----- TEXT EXTRACT
The Roots are the world’s premier hip-hop group, that fact is hard to dispute. What some didn’t know until the band joined up as the house band for Late Night with Jimmy Fallon was how truly wide their musical net was and how and funny they are. Well, if you actually knew anything about the guys you knew it. Just look at The Roots’ band leader Ahmir “Questlove” Thompson on Chappelle’s Show with Dave Chappelle and John Mayer:
|Electric Guitar, Drums or Electric Piano Pt. 2|
Questlove was the musical director on Chappelle’s Show, working under show co-creator Neil Brennan. Brennan was on the shortlist for the director job on Late Night with Jimmy Fallon and was also the one who floated the idea of The Roots to the show’s producers as the house band. After some back and forth the idea became reality and now The Roots are an integral part of Fallon’s show.
From Slow Jam the News with NBC Nightly News‘ Brian Williams, to ?uestions where the audience gets a peak inside Questlove’s head to see what he’s pondering, to the band backing Fallon on his comedic tunes or backing guest artists, The Roots are now part of the show’s fabric. They’re such a part of the show that they’re irreplaceable at this point.
Rock ‘n Roll Ghost had the pleasure to speak to Questlove the day before Late Night with Jimmy Fallon‘s recent one-week hiatus (the show returns with new episodes tonight at 12:35 a.m. ET/11:35 p.m. CT). Questlove was eager to talk about anything and everything and we shared a few good laughs together. It was an honor speaking the great musician.
----------
----- GIVEN INFORMATION
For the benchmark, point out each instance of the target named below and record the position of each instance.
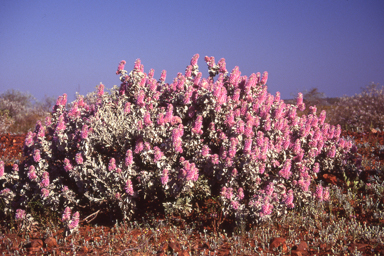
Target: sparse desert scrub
(361, 112)
(19, 111)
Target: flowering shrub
(193, 137)
(362, 111)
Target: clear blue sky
(55, 47)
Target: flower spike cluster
(180, 139)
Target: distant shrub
(19, 111)
(360, 112)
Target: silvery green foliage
(361, 112)
(177, 142)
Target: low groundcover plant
(224, 135)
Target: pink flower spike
(164, 177)
(1, 169)
(319, 192)
(112, 164)
(45, 192)
(67, 165)
(75, 221)
(20, 214)
(84, 132)
(147, 119)
(128, 158)
(66, 215)
(163, 76)
(194, 59)
(137, 66)
(264, 78)
(158, 154)
(100, 90)
(205, 151)
(241, 193)
(326, 194)
(15, 167)
(129, 188)
(222, 66)
(120, 67)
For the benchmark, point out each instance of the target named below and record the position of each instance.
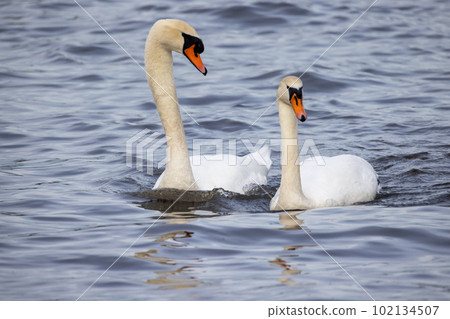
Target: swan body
(229, 172)
(233, 173)
(317, 182)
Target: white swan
(229, 172)
(339, 181)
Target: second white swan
(338, 181)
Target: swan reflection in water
(187, 269)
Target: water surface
(71, 98)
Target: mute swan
(229, 172)
(342, 180)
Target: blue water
(71, 98)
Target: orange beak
(195, 59)
(297, 104)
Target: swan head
(290, 91)
(179, 36)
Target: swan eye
(190, 40)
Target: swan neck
(159, 69)
(291, 186)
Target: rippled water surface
(71, 98)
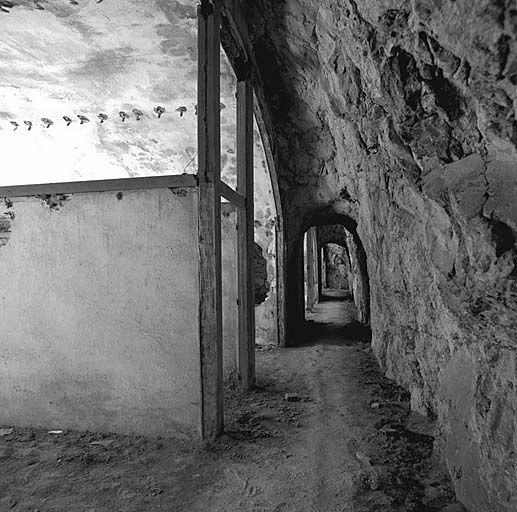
----------
Reproduce the portion of the article about The Roots that begins with the words "The Roots are the" and ends after the words "of Fallon’s show.".

THE ANSWER:
The Roots are the world’s premier hip-hop group, that fact is hard to dispute. What some didn’t know until the band joined up as the house band for Late Night with Jimmy Fallon was how truly wide their musical net was and how and funny they are. Well, if you actually knew anything about the guys you knew it. Just look at The Roots’ band leader Ahmir “Questlove” Thompson on Chappelle’s Show with Dave Chappelle and John Mayer:
|Electric Guitar, Drums or Electric Piano Pt. 2|
Questlove was the musical director on Chappelle’s Show, working under show co-creator Neil Brennan. Brennan was on the shortlist for the director job on Late Night with Jimmy Fallon and was also the one who floated the idea of The Roots to the show’s producers as the house band. After some back and forth the idea became reality and now The Roots are an integral part of Fallon’s show.